>> START Supplied text

/dbt-action

Run and schedule dbt commands using Github Actions

Primary LanguageDockerfileMIT LicenseMIT

dbt-action

A GitHub Action to run dbt commands in a Docker container. It uses the official images provided by Fishtown Analytics. You can use dbt commands such as run, test and debug. This action captures the dbt console output for use in subsequent steps.

dbt version

The current version of dbt is 1.4.6. Please note that from dbt v1.0.0. you may have to change your dbt project structure compared to v0.x.x. See the migration docs.

dbt updates their docker images on a frequent basis and the main branch of this Github Action should be close to the last stable tag. If you need to use an earlier version of dbt, you can call this action with a specific release, eg mwhitaker/dbt-action@v0.21.0 or mwhitaker/dbt-action@v0.19.1.

Usage

    - name: dbt-action
      uses: mwhitaker/dbt-action@master
      with:
        dbt_command: "dbt run --profiles-dir ."
      env:
        DBT_BIGQUERY_TOKEN: ${{ secrets.DBT_BIGQUERY_TOKEN }}

Outputs

The result of the dbt command is either failed or passed and is saved into the result output if you want to use it in a next step:

    - name: dbt-action
      id: dbt-run
      uses: mwhitaker/dbt-action@master
      with:
        dbt_command: "dbt run --profiles-dir ."
      env:
        DBT_BIGQUERY_TOKEN: ${{ secrets.DBT_BIGQUERY_TOKEN }}
    - name: Get the result
      if: ${{ always() }}
      run: echo "${{ steps.dbt-run.outputs.result }}"
      shell: bash

The result output is also saved in the DBT_RUN_STATE environment variable. The location of the dbt console log output can be accessed via the environment variable DBT_ACTION_LOG_PATH. See the "Suggested workflow" section on how to use these.

General Setup

This action assumes that your dbt project is in the top-level directory of your repo, such as this sample dbt project. If your dbt project files are in a folder, you can specify it as such:

    - name: dbt-action
      uses: mwhitaker/dbt-action@master
      with:
        dbt_command: "dbt run --profiles-dir ."

>> END Supplied text
>> START Entries supplied

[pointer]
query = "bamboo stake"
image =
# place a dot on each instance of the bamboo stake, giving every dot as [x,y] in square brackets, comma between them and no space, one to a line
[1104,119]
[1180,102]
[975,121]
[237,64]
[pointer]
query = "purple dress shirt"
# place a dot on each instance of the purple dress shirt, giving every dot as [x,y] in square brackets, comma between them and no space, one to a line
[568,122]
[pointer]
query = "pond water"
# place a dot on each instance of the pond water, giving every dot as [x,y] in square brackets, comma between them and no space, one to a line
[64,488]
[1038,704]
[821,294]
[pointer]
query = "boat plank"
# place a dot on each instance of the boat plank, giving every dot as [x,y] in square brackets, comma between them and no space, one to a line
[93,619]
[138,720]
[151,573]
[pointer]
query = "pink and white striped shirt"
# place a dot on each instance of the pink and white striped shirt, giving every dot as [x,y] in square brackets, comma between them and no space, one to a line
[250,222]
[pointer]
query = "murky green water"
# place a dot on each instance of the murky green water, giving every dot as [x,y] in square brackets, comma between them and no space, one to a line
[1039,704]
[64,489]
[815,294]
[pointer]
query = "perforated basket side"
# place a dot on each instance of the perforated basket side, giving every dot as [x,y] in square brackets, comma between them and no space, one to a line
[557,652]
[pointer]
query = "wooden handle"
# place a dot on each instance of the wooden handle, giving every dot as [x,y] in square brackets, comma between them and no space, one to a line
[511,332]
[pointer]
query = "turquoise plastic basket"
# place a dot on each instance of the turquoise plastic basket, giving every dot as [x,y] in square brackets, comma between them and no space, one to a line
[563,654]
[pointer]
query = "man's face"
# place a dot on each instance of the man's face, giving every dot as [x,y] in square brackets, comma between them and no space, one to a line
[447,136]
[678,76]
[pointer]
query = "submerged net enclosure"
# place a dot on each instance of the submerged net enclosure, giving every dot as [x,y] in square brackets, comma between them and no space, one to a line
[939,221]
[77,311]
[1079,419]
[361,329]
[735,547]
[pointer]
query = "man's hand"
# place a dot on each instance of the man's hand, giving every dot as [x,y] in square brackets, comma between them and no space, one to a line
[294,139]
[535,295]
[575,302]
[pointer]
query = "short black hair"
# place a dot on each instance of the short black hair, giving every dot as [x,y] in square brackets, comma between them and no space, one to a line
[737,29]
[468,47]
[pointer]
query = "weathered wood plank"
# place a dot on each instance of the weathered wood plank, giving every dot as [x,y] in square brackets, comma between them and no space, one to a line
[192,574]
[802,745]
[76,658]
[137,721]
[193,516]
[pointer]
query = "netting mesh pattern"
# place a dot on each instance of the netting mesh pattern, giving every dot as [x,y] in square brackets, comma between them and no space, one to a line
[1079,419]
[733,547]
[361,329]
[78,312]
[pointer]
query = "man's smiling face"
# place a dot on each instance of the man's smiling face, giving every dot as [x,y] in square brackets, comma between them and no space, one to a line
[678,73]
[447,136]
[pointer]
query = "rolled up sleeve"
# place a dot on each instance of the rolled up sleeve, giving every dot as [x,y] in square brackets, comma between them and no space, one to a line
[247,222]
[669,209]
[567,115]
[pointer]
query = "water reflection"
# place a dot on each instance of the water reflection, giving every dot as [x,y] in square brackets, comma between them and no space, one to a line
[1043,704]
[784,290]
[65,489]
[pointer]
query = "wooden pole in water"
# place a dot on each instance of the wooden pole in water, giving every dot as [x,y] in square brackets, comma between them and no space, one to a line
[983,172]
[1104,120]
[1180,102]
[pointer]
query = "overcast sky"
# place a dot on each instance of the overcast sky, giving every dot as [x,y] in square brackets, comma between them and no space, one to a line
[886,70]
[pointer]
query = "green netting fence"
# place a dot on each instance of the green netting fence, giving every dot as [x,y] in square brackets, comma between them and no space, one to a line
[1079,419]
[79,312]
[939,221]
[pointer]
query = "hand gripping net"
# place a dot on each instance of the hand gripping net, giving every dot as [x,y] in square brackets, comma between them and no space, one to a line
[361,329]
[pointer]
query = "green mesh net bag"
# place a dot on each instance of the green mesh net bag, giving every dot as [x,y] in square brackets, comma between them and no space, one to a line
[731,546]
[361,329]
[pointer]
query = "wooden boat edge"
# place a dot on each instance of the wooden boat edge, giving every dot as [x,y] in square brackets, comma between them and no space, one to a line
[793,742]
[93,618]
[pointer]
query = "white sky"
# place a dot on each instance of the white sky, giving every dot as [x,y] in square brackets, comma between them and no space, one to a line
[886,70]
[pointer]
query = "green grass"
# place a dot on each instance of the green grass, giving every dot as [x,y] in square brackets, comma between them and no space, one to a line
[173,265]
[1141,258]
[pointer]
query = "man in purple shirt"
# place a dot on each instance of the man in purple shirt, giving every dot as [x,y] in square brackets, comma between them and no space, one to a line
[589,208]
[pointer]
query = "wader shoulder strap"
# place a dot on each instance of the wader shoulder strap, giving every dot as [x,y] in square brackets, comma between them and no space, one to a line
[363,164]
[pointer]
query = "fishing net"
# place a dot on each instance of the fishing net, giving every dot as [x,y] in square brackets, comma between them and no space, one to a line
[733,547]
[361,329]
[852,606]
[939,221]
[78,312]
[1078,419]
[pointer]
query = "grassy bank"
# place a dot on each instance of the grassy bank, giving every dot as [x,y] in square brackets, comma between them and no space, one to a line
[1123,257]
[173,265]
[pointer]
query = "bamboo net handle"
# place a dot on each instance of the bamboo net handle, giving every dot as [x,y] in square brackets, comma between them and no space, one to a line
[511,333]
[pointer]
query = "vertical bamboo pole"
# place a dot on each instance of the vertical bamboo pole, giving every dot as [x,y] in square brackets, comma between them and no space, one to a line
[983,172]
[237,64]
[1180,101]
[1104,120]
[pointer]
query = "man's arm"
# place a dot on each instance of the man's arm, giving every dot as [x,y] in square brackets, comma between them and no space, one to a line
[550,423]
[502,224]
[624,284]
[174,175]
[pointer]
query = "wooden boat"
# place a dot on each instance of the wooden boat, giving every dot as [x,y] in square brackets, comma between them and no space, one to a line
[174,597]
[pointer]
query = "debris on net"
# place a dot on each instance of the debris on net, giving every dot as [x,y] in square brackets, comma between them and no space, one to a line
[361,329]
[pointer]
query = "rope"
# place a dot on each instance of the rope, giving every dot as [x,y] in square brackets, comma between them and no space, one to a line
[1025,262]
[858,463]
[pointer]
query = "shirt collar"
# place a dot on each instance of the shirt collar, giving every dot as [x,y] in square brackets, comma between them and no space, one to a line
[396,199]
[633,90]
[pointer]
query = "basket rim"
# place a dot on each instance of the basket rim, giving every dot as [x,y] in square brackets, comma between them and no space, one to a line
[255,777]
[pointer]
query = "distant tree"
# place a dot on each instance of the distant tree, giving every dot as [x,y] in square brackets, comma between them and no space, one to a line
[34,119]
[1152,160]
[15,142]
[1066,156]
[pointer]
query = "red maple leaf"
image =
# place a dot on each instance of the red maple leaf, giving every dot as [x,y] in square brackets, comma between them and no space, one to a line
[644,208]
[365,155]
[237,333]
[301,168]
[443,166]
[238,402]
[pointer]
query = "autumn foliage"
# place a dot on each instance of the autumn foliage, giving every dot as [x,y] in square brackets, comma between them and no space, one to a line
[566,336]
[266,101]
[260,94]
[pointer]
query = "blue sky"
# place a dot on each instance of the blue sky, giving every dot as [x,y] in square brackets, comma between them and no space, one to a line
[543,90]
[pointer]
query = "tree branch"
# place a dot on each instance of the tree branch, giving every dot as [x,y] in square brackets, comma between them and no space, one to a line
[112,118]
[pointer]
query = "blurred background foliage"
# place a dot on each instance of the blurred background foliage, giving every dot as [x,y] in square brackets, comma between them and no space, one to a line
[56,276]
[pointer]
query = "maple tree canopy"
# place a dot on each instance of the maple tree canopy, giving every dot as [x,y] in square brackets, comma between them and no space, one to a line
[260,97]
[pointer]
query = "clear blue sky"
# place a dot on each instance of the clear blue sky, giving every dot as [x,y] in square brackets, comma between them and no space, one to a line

>> END Entries supplied

Given problem 1 >> Put this sentence from the dbt-action page above into Spanish: "This action captures the dbt console output for use in subsequent steps."
Given problem 2 >> Condense the dbt-action page's paragraph that opens with "dbt updates their docker images" into a short bulleted list that retains its main facts.

Correct result 1 >> Esta acción captura la salida de la consola de dbt para usarla en los pasos posteriores.

Correct result 2 >>
- dbt updates its Docker images frequently.
- The main branch of this GitHub Action should stay close to the last stable tag.
- To use an earlier dbt version, call the action with a specific release, e.g. mwhitaker/dbt-action@v0.21.0 or mwhitaker/dbt-action@v0.19.1.